— EXERCISE TASKS —
A: Answer these questions about the LoopVectorization thread, one line each:
(i) Which Julia version does the thread report?
(ii) What value is sz set to?
(iii) Which version of LoopVectorization.jl does the example use?
B: Scale the records from the line with "Where can the ribbed" through the end of the records. Write those lines again, requests included, with every point coordinate in the answers multiplied by 1.3 and rounded to a whole number, halves rounded up.

— SELECTED TEXT —
## start

Closed kose-y closed 4 years ago
LoopVectorization.jl would be useful for this.
Example: Matrix-vector multiplication r = Av where A[i,j] = a[i] b[j] I(i <= j) with LoopVectorization.jl v0.6.21
versioninfo()
Julia Version 1.3.1
Commit 2d5741174c (2019-12-30 21:36 UTC)
Platform Info:
OS: Linux (x86_64-pc-linux-gnu)
CPU: Intel(R) Xeon(R) CPU E5-2680 v2 @ 2.80GHz
WORD_SIZE: 64
LIBM: libopenlibm
LLVM: libLLVM-6.0.1 (ORCJIT, ivybridge)
using LoopVectorization
using BenchmarkTools
function matvec_basic!(out, a, b, v)
m = length(a)
@inbounds @simd for i in 1:m
outi = zero(eltype(a))
for j in 1:m
if i <= j
outi += v[j] * a[i] * b[j]
end
end
out[i] = outi
end
return out
end
matvec_basic! (generic function with 1 method)
function matvec_avx!(out, a, b, v)
m = length(a)
# direct operations on indices are not supported
indarr = collect(1:m)
@avx for i in 1:m
outi = zero(eltype(a))
for j in 1:m
outi += ifelse(indarr[i] <= indarr[j],
v[j] * a[i] * b[j], zero(eltype(a)))
end
out[i] = outi
end
return out
end
matvec_avx! (generic function with 1 method)
sz = 500
a = randn(sz); b = randn(sz); v = randn(sz)
out_basic = randn(sz); out_avx = randn(sz);
isapprox(matvec_avx!(out_avx, a, b, v), matvec_basic!(out_basic, a, b, v))

## end

— MATERIAL SHOWN —
## start

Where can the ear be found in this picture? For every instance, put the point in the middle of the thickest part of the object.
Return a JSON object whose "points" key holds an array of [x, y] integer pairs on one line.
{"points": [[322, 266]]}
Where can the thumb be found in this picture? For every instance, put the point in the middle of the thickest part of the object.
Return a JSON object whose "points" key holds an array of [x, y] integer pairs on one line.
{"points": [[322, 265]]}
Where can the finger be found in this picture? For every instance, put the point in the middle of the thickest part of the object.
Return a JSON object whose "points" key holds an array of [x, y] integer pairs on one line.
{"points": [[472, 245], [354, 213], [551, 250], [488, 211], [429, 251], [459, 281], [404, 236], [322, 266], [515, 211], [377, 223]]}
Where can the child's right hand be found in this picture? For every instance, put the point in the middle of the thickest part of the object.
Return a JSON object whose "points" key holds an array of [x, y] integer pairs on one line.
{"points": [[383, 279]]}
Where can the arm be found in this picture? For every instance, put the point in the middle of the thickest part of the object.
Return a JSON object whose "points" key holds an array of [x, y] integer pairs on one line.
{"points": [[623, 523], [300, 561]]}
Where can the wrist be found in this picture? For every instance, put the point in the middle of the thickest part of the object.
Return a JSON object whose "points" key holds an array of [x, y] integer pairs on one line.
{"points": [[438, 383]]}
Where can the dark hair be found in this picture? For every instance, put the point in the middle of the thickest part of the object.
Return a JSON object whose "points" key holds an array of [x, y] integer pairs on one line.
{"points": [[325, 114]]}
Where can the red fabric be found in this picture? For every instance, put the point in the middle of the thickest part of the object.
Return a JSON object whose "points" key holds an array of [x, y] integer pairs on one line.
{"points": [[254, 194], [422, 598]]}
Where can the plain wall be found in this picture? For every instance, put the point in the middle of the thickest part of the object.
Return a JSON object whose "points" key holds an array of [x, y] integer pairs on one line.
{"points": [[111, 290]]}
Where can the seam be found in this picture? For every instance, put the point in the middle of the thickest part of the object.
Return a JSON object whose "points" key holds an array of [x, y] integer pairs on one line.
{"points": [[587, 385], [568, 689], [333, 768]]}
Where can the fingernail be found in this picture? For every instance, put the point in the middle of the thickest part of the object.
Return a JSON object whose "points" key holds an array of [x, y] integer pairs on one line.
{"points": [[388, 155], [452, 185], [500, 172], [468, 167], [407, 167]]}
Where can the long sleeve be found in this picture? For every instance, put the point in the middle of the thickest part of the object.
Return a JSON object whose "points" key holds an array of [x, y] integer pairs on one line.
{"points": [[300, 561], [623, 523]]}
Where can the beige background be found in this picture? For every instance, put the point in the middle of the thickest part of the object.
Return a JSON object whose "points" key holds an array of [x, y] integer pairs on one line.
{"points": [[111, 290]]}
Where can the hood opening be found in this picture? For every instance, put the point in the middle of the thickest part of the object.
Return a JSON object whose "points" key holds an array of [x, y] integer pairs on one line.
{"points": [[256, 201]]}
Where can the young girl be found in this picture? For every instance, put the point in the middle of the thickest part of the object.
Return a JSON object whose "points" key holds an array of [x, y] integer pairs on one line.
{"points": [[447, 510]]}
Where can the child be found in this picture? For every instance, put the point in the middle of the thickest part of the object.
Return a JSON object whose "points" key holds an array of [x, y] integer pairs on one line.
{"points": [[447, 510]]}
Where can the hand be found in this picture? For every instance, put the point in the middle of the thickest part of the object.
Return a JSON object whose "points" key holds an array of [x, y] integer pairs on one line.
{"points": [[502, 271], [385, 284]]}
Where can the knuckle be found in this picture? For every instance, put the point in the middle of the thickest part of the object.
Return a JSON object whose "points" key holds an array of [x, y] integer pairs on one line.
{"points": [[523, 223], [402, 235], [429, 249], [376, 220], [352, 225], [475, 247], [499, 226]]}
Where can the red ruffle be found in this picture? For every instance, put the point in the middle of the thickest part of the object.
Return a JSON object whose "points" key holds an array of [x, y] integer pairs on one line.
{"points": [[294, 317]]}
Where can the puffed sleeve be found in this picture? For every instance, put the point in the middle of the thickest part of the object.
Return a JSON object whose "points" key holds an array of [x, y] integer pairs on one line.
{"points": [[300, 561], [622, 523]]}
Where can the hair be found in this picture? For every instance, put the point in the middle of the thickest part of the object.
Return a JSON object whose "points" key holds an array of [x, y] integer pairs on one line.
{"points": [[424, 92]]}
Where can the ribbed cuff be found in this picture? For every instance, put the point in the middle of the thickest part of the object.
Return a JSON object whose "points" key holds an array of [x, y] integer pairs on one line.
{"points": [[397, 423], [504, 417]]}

## end

— TASK RESULTS —
A:
(i) Julia Version 1.3.1
(ii) 500
(iii) v0.6.21

B:
Where can the ribbed cuff be found in this picture? For every instance, put the point in the middle of the thickest part of the object.
Return a JSON object whose "points" key holds an array of [x, y] integer pairs on one line.
{"points": [[516, 550], [655, 542]]}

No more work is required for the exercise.